■ AUSGEWÄHLTER TEXT ■
· · · · · · ·
Clemens Schmale hat seinen persönlichen Handelsstil seit den 1990er Jahren an der Börse entwickelt.

Dieser gründet auf zwei Säulen: ein anderer Analyseansatz und andere Basiswerte. Mit anders ist vor allem die Kombination aus Global Makro, fundamentaler Analyse und Chartanalyse sowie Zukunftstrends gemeint. Während Fundamentaldaten und Makrotrends bestimmen, was konkret gehandelt wird, verlässt sich Schmale beim Timing auf die Chartanalyse. Er handelt alle Anlageklassen, wobei er sich größtenteils auf Werte konzentriert, die nicht „Mainstream“ sind. Diese Märkte sind weniger effizient als andere und ermöglichen so hohes Renditepotenzial. Sie sind damit allerdings auch spekulativer als hochliquide Märkte. Die Haltedauer einzelner Positionen variiert nach Anlageklasse, beträgt jedoch meist mehrere Tage, oft auch Wochen oder Monate.

Rohstoffe, Währungen und Volatilität handelt er aktiv, in Aktien und Anleihen investiert er eher langfristig. Die Basiswerte werden direkt – auch über Futures – oder über CFDs gehandelt, in Ausnahmefällen über Optionen und Zertifikate.
· · · · · · ·
■ DATENSATZAUSZÜGE ■
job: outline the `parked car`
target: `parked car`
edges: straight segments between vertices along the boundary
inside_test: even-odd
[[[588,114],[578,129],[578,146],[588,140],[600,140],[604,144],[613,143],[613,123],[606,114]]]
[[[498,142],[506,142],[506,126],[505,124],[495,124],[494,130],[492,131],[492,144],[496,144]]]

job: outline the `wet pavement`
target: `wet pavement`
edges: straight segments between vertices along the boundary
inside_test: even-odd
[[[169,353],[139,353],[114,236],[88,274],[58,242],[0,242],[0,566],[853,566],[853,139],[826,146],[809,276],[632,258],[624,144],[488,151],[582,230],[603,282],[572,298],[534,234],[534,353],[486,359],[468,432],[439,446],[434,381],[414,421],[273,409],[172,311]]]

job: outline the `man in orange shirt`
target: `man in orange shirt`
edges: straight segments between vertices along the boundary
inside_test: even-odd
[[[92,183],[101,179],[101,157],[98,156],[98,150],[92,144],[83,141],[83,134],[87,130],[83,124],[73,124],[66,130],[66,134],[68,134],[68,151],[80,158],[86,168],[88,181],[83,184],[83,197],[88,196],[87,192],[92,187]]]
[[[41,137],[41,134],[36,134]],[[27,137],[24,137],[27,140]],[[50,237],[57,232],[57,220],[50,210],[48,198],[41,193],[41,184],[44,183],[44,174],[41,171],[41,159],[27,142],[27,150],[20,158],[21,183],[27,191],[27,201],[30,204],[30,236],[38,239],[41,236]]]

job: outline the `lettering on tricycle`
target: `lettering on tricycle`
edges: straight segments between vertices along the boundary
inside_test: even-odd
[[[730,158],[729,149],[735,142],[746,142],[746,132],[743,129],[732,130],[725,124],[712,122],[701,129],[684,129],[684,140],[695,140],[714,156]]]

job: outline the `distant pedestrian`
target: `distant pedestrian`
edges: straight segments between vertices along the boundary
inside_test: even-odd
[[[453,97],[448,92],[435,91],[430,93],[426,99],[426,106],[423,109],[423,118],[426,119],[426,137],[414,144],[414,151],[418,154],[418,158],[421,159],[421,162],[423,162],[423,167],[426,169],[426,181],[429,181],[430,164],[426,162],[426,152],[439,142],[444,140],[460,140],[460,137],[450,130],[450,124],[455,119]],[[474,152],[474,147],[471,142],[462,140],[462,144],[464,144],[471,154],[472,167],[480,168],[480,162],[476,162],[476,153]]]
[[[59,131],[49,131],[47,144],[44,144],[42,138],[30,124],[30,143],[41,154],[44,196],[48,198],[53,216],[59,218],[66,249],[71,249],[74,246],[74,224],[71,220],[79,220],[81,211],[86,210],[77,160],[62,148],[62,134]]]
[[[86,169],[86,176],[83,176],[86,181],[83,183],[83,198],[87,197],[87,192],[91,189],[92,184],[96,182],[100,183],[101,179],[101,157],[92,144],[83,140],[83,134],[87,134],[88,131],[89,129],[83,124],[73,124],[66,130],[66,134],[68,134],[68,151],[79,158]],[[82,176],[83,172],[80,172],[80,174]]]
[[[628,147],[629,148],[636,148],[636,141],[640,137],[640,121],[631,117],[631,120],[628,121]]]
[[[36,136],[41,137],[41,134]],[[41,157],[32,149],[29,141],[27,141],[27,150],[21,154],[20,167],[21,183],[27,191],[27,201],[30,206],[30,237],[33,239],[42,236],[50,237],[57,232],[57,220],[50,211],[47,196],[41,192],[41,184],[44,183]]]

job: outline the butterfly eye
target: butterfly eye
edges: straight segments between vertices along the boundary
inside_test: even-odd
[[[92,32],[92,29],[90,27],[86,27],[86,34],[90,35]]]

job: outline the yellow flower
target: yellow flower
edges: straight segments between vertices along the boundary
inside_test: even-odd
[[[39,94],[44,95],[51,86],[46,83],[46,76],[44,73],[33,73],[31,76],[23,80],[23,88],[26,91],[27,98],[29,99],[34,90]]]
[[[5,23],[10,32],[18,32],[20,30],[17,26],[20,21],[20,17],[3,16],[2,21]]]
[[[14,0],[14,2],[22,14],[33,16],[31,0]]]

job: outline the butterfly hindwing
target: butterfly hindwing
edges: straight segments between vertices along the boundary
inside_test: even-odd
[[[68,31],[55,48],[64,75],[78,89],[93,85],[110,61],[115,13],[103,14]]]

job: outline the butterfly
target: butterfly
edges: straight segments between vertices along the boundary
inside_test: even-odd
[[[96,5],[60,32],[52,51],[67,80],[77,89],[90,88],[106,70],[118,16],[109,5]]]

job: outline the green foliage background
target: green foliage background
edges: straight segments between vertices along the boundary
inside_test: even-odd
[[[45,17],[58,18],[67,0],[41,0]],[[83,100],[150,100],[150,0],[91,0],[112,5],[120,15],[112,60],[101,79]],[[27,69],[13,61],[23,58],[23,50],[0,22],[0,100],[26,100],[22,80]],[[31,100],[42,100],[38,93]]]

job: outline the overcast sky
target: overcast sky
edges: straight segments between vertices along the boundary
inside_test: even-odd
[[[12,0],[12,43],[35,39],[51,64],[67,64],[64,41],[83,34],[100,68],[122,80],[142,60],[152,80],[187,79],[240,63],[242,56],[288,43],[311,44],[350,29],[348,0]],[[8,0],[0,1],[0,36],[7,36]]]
· · · · · · ·
■ AUFGABENSTELLUNG ■
Entnehmen Sie dem Text über Clemens Schmales Handelsstil wortgetreu die Passage von „Clemens Schmale hat“ bis „Wochen oder Monate.“.

■ ANTWORT ■
Clemens Schmale hat seinen persönlichen Handelsstil seit den 1990er Jahren an der Börse entwickelt.

Dieser gründet auf zwei Säulen: ein anderer Analyseansatz und andere Basiswerte. Mit anders ist vor allem die Kombination aus Global Makro, fundamentaler Analyse und Chartanalyse sowie Zukunftstrends gemeint. Während Fundamentaldaten und Makrotrends bestimmen, was konkret gehandelt wird, verlässt sich Schmale beim Timing auf die Chartanalyse. Er handelt alle Anlageklassen, wobei er sich größtenteils auf Werte konzentriert, die nicht „Mainstream“ sind. Diese Märkte sind weniger effizient als andere und ermöglichen so hohes Renditepotenzial. Sie sind damit allerdings auch spekulativer als hochliquide Märkte. Die Haltedauer einzelner Positionen variiert nach Anlageklasse, beträgt jedoch meist mehrere Tage, oft auch Wochen oder Monate.